## Stated goal
Print, without any change, the lines that start with the line containing "For every instance of the blue" and end with the line containing "Target: blue sky", both included, and nothing else.

## Data rows

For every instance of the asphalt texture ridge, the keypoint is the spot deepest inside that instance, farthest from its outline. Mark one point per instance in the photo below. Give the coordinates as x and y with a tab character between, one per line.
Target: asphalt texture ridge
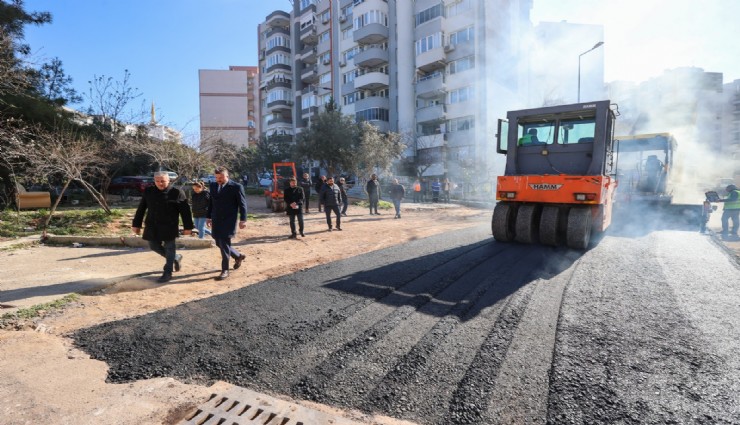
458	329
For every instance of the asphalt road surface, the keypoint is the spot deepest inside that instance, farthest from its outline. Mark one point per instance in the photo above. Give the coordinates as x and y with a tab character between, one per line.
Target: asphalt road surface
459	329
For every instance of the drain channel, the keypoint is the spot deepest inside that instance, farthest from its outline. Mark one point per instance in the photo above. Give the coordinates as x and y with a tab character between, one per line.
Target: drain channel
240	406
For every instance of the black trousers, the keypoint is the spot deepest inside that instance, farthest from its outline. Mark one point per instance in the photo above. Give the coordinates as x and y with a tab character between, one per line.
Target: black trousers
299	214
328	209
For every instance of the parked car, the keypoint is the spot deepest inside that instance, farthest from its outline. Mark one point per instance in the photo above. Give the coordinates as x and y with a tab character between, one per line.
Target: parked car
265	179
129	185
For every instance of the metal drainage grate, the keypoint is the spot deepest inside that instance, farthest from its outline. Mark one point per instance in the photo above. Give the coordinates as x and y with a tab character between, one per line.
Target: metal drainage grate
240	406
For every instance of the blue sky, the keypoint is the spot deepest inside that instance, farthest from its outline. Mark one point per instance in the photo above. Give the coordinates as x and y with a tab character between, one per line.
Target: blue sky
163	43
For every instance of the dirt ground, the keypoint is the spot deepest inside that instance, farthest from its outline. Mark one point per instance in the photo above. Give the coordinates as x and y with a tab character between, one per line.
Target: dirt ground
44	379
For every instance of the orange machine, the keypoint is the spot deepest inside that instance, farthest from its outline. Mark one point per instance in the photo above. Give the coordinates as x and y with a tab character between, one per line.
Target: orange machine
559	182
281	173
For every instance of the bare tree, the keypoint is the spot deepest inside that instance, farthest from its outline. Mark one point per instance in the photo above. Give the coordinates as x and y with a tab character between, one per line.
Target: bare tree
62	153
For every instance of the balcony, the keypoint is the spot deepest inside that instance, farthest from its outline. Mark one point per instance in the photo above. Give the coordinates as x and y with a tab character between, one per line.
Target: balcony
277	82
276	67
279	105
371	57
371	34
308	35
280	120
431	60
372	81
309	75
432	141
278	18
372	102
308	55
429	113
430	86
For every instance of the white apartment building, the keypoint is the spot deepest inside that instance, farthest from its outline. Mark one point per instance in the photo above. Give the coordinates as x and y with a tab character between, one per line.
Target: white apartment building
229	110
438	72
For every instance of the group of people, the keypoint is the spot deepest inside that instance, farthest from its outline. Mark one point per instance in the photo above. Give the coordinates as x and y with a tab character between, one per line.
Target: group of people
222	209
219	209
440	191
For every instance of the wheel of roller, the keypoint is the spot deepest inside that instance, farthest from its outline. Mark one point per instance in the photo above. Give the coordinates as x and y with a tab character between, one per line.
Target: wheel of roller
527	227
579	227
550	233
503	221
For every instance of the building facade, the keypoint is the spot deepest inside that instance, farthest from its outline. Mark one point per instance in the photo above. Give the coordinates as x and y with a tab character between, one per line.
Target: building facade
229	105
437	72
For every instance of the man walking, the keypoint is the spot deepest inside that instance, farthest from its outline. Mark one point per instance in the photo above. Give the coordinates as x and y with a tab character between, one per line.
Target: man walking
163	205
331	197
294	199
228	203
345	198
306	184
397	194
373	193
319	188
731	211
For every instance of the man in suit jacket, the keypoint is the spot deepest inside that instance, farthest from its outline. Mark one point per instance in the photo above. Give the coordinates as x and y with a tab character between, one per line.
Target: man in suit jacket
163	205
228	203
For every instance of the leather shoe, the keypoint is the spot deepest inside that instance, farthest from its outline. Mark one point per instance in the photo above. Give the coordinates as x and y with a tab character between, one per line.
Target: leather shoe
238	261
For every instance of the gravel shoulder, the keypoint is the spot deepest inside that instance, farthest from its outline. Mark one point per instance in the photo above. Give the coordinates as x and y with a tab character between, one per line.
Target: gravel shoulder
46	380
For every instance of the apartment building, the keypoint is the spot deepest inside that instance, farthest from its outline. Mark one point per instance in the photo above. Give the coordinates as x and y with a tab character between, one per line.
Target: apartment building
438	72
229	105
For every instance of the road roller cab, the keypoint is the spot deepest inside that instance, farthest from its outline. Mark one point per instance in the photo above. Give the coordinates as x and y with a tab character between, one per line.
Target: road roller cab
558	185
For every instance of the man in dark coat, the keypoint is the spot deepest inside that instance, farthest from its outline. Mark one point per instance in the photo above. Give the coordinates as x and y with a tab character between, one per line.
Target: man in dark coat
306	184
331	197
228	203
163	205
373	193
294	199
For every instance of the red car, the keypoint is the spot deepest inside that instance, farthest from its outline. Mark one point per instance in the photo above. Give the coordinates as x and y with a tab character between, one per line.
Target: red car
129	185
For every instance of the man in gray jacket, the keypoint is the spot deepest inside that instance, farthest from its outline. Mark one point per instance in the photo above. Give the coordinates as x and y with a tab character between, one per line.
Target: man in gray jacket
331	197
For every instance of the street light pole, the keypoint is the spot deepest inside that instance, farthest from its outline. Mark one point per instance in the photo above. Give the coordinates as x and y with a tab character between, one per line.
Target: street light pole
596	46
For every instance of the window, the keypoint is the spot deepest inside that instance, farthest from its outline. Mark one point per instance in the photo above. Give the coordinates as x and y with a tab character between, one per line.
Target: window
324	36
350	53
465	36
428	43
461	65
372	114
458	7
276	41
461	124
278	58
461	95
371	17
428	14
306	3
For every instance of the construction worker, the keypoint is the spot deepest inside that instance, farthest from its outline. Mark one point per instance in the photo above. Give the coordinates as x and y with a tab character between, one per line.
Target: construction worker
731	211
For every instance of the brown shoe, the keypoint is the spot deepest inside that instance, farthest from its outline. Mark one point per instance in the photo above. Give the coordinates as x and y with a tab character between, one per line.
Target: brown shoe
238	261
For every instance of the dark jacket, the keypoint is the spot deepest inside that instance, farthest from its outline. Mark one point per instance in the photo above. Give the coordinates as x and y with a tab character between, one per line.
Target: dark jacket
343	192
163	210
331	195
373	188
294	194
199	202
397	191
225	208
306	184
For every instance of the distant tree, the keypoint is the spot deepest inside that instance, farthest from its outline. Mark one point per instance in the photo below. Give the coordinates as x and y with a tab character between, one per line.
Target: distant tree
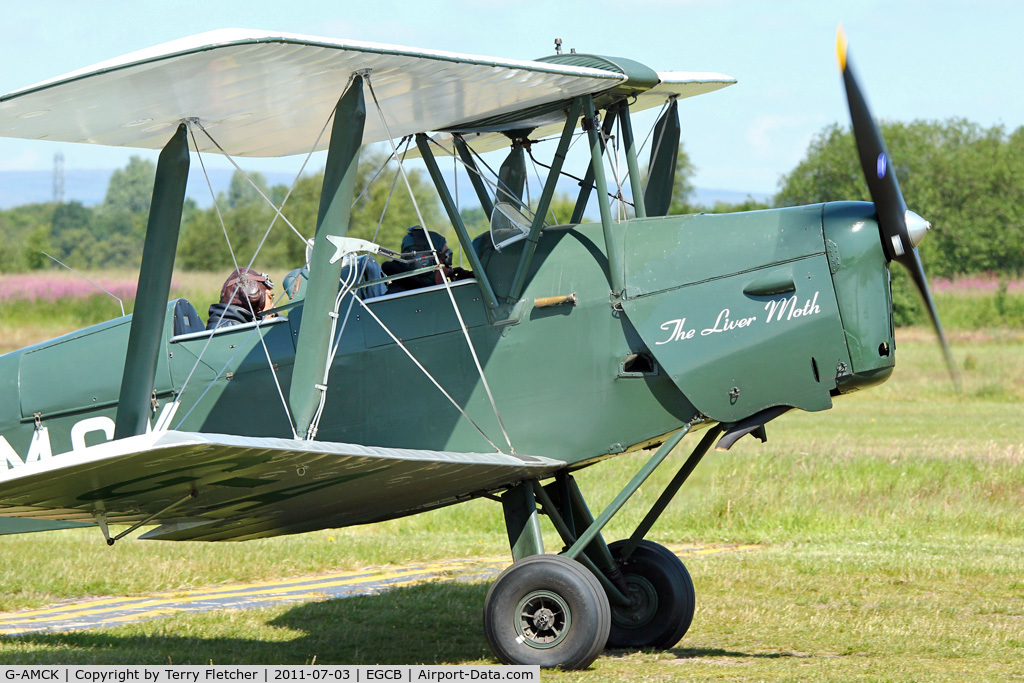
130	188
682	187
247	216
37	242
967	180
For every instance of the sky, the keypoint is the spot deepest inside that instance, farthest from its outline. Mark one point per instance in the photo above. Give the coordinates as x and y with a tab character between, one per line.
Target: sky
927	59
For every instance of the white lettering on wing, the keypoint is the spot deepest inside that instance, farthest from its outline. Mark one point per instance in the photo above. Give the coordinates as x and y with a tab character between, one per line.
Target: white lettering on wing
778	310
786	308
678	331
724	324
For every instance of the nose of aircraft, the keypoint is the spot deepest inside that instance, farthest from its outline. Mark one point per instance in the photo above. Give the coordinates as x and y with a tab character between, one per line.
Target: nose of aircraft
901	229
916	227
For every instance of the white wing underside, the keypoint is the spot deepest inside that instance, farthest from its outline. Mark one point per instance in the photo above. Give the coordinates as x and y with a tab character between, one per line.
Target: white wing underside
677	85
270	94
220	487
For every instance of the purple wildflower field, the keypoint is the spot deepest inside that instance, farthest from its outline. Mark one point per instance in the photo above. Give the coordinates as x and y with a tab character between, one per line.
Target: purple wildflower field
51	287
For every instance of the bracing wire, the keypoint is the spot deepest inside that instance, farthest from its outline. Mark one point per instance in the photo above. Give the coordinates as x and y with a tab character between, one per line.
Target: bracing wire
444	280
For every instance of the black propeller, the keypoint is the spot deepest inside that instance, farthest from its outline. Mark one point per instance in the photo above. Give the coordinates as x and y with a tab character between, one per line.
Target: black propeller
901	229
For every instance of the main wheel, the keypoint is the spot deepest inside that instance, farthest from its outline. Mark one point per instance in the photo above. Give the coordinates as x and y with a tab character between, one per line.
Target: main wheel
662	598
547	610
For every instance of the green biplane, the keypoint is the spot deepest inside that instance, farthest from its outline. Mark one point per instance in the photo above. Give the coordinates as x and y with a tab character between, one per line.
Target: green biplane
570	343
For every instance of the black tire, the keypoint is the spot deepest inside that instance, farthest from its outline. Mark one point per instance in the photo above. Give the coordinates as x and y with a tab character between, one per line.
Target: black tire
547	610
663	599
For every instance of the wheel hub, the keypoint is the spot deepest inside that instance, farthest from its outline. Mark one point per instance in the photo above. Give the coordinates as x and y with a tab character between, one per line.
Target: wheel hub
543	620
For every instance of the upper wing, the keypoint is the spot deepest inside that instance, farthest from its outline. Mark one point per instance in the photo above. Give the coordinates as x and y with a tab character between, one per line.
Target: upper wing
270	94
215	487
675	84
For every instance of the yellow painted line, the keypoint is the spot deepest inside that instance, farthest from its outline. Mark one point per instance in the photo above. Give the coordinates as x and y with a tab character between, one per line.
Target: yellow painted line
117	604
113	604
301	589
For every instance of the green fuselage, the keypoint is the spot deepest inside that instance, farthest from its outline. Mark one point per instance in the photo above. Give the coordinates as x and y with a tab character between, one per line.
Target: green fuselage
572	382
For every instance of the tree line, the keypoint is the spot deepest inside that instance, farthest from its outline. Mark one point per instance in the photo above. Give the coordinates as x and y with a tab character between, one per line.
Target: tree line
966	179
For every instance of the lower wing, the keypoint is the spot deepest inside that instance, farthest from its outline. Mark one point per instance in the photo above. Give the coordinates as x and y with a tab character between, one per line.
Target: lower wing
221	487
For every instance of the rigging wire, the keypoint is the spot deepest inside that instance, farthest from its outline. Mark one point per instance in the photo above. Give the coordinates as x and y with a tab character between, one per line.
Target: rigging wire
346	287
444	280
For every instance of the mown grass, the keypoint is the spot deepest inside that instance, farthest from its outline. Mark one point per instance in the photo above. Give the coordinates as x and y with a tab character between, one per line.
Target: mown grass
892	535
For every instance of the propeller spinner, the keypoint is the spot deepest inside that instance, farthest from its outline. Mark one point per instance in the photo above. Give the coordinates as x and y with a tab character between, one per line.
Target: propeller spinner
901	229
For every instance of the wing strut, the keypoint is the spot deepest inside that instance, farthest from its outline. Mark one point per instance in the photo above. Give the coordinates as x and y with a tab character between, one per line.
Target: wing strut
134	402
474	175
312	346
657	196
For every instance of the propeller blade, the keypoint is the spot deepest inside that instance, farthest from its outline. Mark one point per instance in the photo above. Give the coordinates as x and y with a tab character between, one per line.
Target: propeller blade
901	229
918	274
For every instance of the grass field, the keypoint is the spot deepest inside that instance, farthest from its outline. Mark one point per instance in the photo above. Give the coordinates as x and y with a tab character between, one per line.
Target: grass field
891	531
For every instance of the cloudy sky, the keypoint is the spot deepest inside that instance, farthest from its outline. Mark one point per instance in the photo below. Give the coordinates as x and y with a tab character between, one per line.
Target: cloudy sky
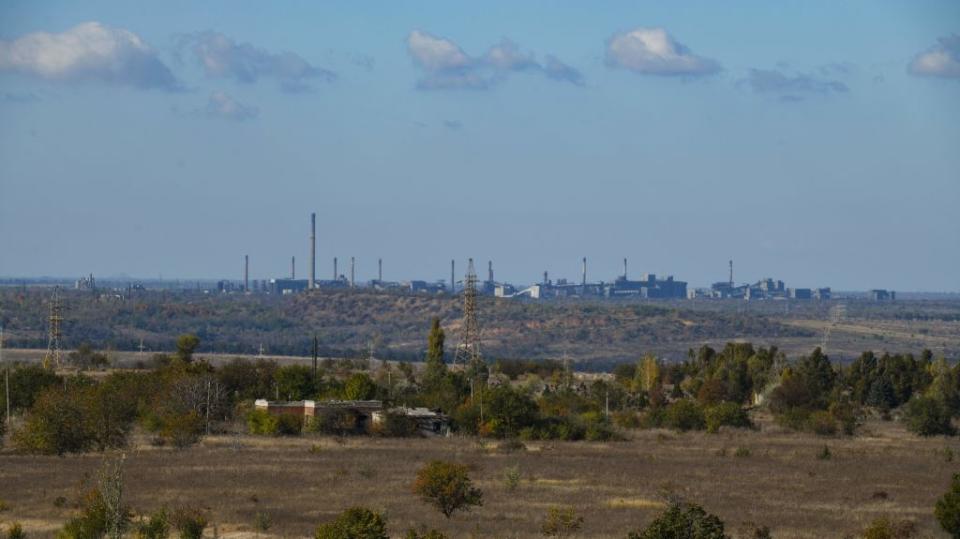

## Result below
For every instance of the blue sky, the keypoint is the spot deepest inside that instance, farthest from its outline. Mark one point per instance in the photo above. Give the coordinates as x and y with a tab character between, one per line.
Target: blue sky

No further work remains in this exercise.